Location labeling records
----------------------------------------

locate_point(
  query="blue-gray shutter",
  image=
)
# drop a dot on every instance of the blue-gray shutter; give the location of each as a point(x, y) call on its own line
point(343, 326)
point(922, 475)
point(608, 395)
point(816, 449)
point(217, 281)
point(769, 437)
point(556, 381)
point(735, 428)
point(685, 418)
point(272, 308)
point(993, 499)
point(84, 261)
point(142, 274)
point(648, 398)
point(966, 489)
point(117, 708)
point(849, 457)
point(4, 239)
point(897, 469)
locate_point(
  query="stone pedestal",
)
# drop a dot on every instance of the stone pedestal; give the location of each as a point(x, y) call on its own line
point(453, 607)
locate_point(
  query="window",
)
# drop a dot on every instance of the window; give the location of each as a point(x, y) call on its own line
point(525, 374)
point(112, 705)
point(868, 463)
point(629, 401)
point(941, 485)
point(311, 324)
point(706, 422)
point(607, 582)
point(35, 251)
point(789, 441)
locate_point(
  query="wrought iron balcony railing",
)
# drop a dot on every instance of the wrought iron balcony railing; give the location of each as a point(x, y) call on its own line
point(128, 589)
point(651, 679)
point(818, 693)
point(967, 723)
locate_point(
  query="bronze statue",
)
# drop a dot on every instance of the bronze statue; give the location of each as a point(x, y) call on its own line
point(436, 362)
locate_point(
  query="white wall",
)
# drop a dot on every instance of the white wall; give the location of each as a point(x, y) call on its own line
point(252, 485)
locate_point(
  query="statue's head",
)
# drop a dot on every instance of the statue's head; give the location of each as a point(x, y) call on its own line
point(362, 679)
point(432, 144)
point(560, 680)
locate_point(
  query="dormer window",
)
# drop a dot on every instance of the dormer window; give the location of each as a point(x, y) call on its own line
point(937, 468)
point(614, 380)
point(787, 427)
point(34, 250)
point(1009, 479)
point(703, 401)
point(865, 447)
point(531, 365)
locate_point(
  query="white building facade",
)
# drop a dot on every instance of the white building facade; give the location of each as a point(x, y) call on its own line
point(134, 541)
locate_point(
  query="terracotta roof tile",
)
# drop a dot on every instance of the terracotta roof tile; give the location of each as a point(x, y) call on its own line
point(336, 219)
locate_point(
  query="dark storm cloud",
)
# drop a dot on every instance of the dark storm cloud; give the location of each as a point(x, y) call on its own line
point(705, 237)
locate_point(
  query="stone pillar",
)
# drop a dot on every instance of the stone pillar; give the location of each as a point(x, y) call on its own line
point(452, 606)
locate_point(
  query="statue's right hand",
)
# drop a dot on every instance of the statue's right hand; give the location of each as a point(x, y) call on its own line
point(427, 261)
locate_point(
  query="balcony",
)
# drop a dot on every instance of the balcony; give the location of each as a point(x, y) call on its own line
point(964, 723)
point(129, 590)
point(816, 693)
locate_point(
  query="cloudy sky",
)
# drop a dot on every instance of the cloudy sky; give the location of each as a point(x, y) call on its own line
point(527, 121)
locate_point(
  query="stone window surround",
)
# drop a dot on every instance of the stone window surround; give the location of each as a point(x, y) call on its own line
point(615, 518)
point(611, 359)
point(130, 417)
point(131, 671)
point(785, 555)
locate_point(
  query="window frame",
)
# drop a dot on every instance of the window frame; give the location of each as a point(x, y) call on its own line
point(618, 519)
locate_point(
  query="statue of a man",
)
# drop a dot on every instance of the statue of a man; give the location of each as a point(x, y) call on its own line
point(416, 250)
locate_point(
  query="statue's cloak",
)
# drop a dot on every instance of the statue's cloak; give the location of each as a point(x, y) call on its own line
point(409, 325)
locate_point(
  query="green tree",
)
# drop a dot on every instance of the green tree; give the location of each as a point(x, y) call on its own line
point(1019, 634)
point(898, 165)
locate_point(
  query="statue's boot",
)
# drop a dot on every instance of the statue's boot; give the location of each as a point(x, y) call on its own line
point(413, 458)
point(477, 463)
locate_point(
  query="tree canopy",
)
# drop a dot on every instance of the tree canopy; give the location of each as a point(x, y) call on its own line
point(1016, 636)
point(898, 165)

----------------------------------------

**Do this**
Which lines in the material above contain the string "statue"? Copy each one out.

**Solution to this exercise**
  query="bronze statue",
# drop a dot on every instance of the bronze statue; give the location of each as a point(x, y) call on its own line
  query="statue's head",
# drop a dot on every instance of the statue's head; give the location of each as a point(x, y) call on its own line
  query="statue's right hand",
# drop a dot on every instance of the statue's right hand; give the location of each as a point(x, y) call on its own line
  query="statue of a man",
# drop a dot on every instance of the statue of a man; give the location of each as a point(x, y) call on its own line
  query="statue's cloak",
# drop a dot on every instance of the statue's cloak; give the location of each as a point(x, y) call on its own line
  query="statue's boot",
# drop a dot on every instance of the statue's boot; give the location of each as a point(x, y) call on its own line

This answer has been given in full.